Anmerkung: Sollte die Klägerin
nach der Organisation des Haushalts die Fische und Hasen versorgt haben und
unfallbedingt dazu nicht in der Lage gewesen sein (was sie darlegen und beweisen
müsste), so würde auch hier bei einer Übernahme durch ein Familienmitglied bzw.
einem sonstigen Dritten ein Haushaltsführungsschaden bestehen, der ersatzfähig
ist. Es lässt sich aus den Entscheidungsgründen nicht entnehmen, was während des
verletzungsbedingten Ausfalls der Klägerin mit den Hasen und Fischen erfolgte;
sollten sie weggegeben worden sein oder sogar eingegangen sein ? In diesem Fall
läge wohl wieder ein Mitverschulden vor, da eine Ersatzmöglichkeit hätte
beschafft werden können (evtl. zeitweise Unterbringung in einem Tierheim oder einer
Tierhandlung gegen Entgelt, welches vom Schädiger zu ersetzen wäre, wenn nicht
Familienmitglieder einspringen können, deren Tätigkeit auch einen ersatzfähigen
Schaden darstellen würden, oder eine Umorganisation möglich sein, die einen
Ersatzanspruch ausschließen würde). Nach den Leitsätzen der Entscheidung musste
die Klägerin die Zucht aufgeben; dies bedinge eine Berücksichtigung im Rahmen
des Schmerzensgeldes.

=======

Zu bearbeitende Aufgaben
1 - Prüfen Sie, ob die Aussagen (a), (b) und (c) mit der Anmerkung zum Haushaltsführungsschaden übereinstimmen. Antworten Sie jeweils mit Ja oder Nein und zitieren Sie die entscheidenden Worte wörtlich.
(a) Aus den Entscheidungsgründen geht hervor, was mit den Hasen und Fischen während des Ausfalls der Klägerin geschah.
(b) Nach den Leitsätzen der Entscheidung musste die Klägerin die Zucht aufgeben.
(c) Die Klägerin müsste darlegen und beweisen, dass sie unfallbedingt nicht in der Lage war, die Tiere zu versorgen.
2 - Setzen Sie bitte die Anmerkung zum Haushaltsführungsschaden nach ihrem letzten Satz mit einigen Sätzen fort.

Bereitgestelltes Material

=======

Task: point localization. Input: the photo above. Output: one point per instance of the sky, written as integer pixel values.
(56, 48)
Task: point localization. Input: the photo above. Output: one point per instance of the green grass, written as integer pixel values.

=======

Nummerierte Antworten
1 -
(a) Nein: „Es lässt sich aus den Entscheidungsgründen nicht entnehmen, was während des verletzungsbedingten Ausfalls der Klägerin mit den Hasen und Fischen erfolgte“
(b) Ja: „Nach den Leitsätzen der Entscheidung musste die Klägerin die Zucht aufgeben“
(c) Ja: „unfallbedingt dazu nicht in der Lage gewesen sein (was sie darlegen und beweisen müsste)“

2 -
Die Begründung des Senats zur Versagung der Ersatzfähigkeit ist nicht überzeugend und widerspricht vom Ansatz der Ersatzfähigkeit eines Haushaltsführungsschadens, da es nicht darauf ankommt, ob Tiere aus Liebhaberei gehalten werden. Auch ein im Haushalt lebender Hund wird regelmäßig aus Liebhaberei gehalten. Eine Berücksichtigung im Rahmen des Schmerzensgeldes scheidet grundsätzlich aus. Soweit es mithin um die Versorgung derselben ging, läge ein ersatzfähiger Schaden vor, wenn sich die Klägerin verletzungsbedingt um diese nicht kümmern konnte und ein Dritter dies übernehmen muss, auch dann, wenn es ein im Haushalt lebendes Familienmitglied ist, wenn nicht durch Umorganisation der Haushaltsführung die Klägerin eine andere Tätigkeit übernehmen könnte. Die Berücksichtigung der entfallenden Zucht aus Liebhaberei im Rahmen des Schmerzensgeldes ist nachvollziehbar.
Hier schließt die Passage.